Nothing but the lines holding the string "engine" should appear in the answer. Copy them from the entries.

Extracted data –
[Start of Attachment]

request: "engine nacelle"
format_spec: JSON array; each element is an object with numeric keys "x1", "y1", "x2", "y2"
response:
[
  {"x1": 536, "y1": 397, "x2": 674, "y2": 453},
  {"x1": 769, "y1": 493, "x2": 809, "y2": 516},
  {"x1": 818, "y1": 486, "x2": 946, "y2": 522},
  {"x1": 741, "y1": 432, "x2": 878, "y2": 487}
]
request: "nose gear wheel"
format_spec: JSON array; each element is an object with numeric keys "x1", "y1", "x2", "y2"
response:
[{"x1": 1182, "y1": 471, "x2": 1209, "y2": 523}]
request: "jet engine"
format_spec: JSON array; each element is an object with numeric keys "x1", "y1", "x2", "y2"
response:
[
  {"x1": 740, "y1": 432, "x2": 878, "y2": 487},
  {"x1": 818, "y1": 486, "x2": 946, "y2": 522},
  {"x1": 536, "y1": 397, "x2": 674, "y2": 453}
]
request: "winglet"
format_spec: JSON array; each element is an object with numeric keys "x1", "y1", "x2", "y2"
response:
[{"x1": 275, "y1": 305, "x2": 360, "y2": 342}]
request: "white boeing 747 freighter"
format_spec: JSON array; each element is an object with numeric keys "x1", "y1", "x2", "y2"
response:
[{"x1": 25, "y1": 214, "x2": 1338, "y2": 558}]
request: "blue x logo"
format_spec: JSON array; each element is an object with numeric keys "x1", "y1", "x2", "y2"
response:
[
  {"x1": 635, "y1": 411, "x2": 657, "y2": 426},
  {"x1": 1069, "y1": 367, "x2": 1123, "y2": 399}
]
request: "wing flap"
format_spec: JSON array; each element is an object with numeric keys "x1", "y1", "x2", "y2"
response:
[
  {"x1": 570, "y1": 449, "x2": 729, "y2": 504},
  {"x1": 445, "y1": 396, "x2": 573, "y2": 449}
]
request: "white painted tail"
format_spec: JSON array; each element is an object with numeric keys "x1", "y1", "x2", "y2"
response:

[End of Attachment]

Solved exercise –
request: "engine nacelle"
request: "jet engine"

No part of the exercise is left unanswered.